• **Data provided**:

((

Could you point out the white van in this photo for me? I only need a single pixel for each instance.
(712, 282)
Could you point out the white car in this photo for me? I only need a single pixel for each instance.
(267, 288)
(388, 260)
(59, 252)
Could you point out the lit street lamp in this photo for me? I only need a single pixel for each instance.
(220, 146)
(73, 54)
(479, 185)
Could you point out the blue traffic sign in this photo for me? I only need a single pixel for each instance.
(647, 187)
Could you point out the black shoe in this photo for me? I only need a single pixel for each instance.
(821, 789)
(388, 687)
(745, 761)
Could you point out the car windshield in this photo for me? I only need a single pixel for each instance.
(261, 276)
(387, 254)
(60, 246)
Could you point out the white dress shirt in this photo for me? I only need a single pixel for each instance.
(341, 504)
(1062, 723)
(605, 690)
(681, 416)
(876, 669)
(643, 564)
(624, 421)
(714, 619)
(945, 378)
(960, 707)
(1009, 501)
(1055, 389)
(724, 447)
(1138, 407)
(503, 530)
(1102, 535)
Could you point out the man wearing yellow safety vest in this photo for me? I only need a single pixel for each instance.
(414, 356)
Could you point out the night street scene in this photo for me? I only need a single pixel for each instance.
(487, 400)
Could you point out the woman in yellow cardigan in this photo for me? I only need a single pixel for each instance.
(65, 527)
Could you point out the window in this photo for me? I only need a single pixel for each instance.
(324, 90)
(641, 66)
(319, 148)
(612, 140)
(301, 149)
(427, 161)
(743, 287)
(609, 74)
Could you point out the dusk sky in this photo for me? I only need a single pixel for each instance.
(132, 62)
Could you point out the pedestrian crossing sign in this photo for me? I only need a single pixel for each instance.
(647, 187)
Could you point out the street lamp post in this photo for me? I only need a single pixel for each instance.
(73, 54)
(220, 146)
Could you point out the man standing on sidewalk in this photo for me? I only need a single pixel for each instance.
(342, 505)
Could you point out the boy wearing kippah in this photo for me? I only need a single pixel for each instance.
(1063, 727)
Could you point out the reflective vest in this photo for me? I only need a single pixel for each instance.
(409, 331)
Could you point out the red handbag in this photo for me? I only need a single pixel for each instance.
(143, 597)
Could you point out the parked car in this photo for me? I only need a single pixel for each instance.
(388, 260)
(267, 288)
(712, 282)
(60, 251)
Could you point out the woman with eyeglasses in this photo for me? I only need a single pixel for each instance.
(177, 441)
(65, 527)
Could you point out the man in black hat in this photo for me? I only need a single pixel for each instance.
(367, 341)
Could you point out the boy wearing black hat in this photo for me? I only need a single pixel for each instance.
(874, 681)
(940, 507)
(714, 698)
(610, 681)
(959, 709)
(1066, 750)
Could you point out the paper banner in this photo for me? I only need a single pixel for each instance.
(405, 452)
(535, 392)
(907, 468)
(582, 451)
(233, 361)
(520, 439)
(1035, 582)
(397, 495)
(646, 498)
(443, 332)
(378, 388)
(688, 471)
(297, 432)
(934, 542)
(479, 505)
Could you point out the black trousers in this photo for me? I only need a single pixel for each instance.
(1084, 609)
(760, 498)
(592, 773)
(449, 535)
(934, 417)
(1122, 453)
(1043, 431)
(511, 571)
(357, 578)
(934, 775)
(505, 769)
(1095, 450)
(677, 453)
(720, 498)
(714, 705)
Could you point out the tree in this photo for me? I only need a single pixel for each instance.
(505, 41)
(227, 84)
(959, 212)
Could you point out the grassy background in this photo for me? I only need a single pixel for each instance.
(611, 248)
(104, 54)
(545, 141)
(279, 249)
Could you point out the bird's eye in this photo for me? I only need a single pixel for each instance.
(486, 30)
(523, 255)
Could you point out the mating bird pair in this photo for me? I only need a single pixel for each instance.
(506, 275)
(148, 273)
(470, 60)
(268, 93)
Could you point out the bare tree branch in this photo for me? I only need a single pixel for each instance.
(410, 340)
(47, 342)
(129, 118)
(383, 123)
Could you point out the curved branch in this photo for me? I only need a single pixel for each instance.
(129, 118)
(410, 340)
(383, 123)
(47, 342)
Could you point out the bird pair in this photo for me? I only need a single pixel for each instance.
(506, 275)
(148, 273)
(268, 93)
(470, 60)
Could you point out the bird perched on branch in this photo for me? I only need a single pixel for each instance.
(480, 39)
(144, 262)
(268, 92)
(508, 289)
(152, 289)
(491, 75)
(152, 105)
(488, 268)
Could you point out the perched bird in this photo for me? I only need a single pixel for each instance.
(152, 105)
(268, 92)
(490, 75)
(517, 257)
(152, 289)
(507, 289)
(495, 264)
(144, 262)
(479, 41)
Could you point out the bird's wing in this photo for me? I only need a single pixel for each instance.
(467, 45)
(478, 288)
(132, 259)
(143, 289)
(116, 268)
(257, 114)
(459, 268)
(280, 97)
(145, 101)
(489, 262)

))

• **Problem details**:
Recast the listing above as a JSON array of strings with one string per line, leaving out any blank lines.

• **Answer to this task**:
[
  "Could you point out the white van in this photo for me? I only need a single pixel for each instance.",
  "(712, 282)",
  "Could you point out the white car in this photo for me? I only need a single pixel for each instance.",
  "(267, 288)",
  "(388, 260)",
  "(59, 252)",
  "Could you point out the lit street lamp in this photo for me? I only need a single pixel for each instance.",
  "(220, 146)",
  "(73, 54)",
  "(479, 185)",
  "Could you point out the blue traffic sign in this photo for me? I only need a single pixel for each instance.",
  "(647, 187)",
  "Could you point out the black shoe in this photo for me? I only need a single pixel for each instance.",
  "(821, 789)",
  "(388, 687)",
  "(745, 761)",
  "Could you point out the car windshield in this photo for me? I only need a single pixel for each instance.",
  "(261, 276)",
  "(387, 254)",
  "(60, 246)",
  "Could you point out the white dress shirt in this photo for me? I only need a single pixel for each instance.",
  "(341, 504)",
  "(1062, 723)",
  "(605, 690)",
  "(681, 416)",
  "(876, 669)",
  "(643, 564)",
  "(624, 421)",
  "(714, 619)",
  "(945, 378)",
  "(960, 707)",
  "(1009, 501)",
  "(1055, 389)",
  "(724, 447)",
  "(1138, 407)",
  "(503, 530)",
  "(1102, 535)",
  "Could you point out the man wearing yellow safety vest in this photo for me? I only need a single pixel for each instance.",
  "(414, 356)",
  "Could you point out the night street scene in this photo for me? I only need a single pixel for each instance.",
  "(487, 400)",
  "Could you point out the woman in yellow cardigan in this photo for me? I only need a single pixel for each instance.",
  "(65, 527)",
  "Could you point out the window in this photo for me? I only need a single pixel for each instance.",
  "(324, 90)",
  "(641, 66)",
  "(319, 148)",
  "(612, 140)",
  "(301, 149)",
  "(427, 161)",
  "(743, 287)",
  "(609, 74)",
  "Could you point out the dusk sky in this photo for me? I only need a single pixel for each instance.",
  "(132, 62)",
  "Could you point out the pedestrian crossing sign in this photo for me? I only need a single pixel for each instance.",
  "(647, 187)",
  "Could you point out the street lamp post in this photo for me? I only need a single pixel for each instance.",
  "(73, 54)",
  "(220, 146)",
  "Could you point out the man standing on sidewalk in this photo for me? I only need a single pixel for each instance.",
  "(342, 505)",
  "Could you point out the boy wearing kippah in this photo for me? I only need a single pixel for each instance.",
  "(1063, 727)",
  "Could you point out the reflective vest in this photo for me? I only need a single pixel for each instance.",
  "(409, 331)",
  "Could you point out the red handbag in this photo for me? I only need a single pixel for each instance.",
  "(143, 597)",
  "Could you point out the parked car in this photo for me? I only need a single pixel for each instance.",
  "(388, 260)",
  "(267, 288)",
  "(712, 282)",
  "(60, 251)",
  "Could you point out the woman with eyeglasses in this photo for me? I only need a single pixel for each instance.",
  "(177, 441)",
  "(65, 527)",
  "Could you point out the man in black hat in this photo for me? I only need a single pixel for each instance.",
  "(367, 341)",
  "Could you point out the boy wearing black hat in this photo for me? I only need a single pixel for each instance.",
  "(874, 681)",
  "(940, 507)",
  "(714, 698)",
  "(610, 681)",
  "(959, 709)",
  "(1066, 750)",
  "Could you point out the paper banner in this photo for me? I only need a single pixel for each instance.",
  "(405, 452)",
  "(535, 392)",
  "(907, 468)",
  "(582, 451)",
  "(233, 361)",
  "(520, 439)",
  "(1035, 582)",
  "(397, 495)",
  "(646, 498)",
  "(443, 332)",
  "(378, 388)",
  "(688, 471)",
  "(297, 432)",
  "(934, 542)",
  "(479, 505)",
  "Could you point out the black trousers in this photo for me? I only need a single pixel for each instance.",
  "(1084, 609)",
  "(760, 498)",
  "(592, 773)",
  "(449, 535)",
  "(934, 417)",
  "(1122, 453)",
  "(1043, 431)",
  "(511, 571)",
  "(357, 578)",
  "(934, 775)",
  "(505, 769)",
  "(1095, 450)",
  "(677, 453)",
  "(720, 498)",
  "(714, 705)",
  "Could you point out the tree in this photo for me? I only need a single pixel for each instance.",
  "(505, 41)",
  "(227, 84)",
  "(959, 212)",
  "Could you point out the grassy background in this photo for me? I only need a single pixel for each instance.",
  "(611, 248)",
  "(104, 54)",
  "(545, 141)",
  "(279, 249)",
  "Could you point out the bird's eye in this photo for me? I only need a single pixel for each instance.",
  "(486, 30)",
  "(523, 255)",
  "Could you point out the mating bird pair in this photo for me? I only need a single pixel for each instance.",
  "(506, 275)",
  "(148, 273)",
  "(470, 60)",
  "(268, 93)",
  "Could you point out the bare tree branch in this photo for me? I only need a single pixel for each instance.",
  "(410, 340)",
  "(47, 342)",
  "(129, 118)",
  "(383, 123)",
  "Could you point out the curved branch in this photo for me? I only need a single pixel for each instance.",
  "(129, 118)",
  "(410, 340)",
  "(383, 123)",
  "(47, 342)",
  "Could you point out the bird pair in this photo for me? I only need a single pixel for each instance.",
  "(506, 275)",
  "(148, 273)",
  "(268, 93)",
  "(470, 60)",
  "Could you point out the bird perched on branch in this photo for me? I only need a single pixel for each instance.",
  "(480, 39)",
  "(144, 262)",
  "(268, 92)",
  "(508, 289)",
  "(152, 289)",
  "(491, 75)",
  "(152, 105)",
  "(488, 268)",
  "Could you point out the perched bird in this photo for me? I only need a single pixel for each instance.",
  "(152, 105)",
  "(268, 92)",
  "(490, 75)",
  "(517, 257)",
  "(152, 289)",
  "(507, 289)",
  "(495, 264)",
  "(144, 262)",
  "(479, 41)",
  "Could you point out the bird's wing in this photo for me? I only need a single pixel for each instance.",
  "(467, 45)",
  "(478, 288)",
  "(132, 259)",
  "(143, 289)",
  "(116, 268)",
  "(257, 114)",
  "(459, 268)",
  "(280, 97)",
  "(145, 101)",
  "(489, 262)"
]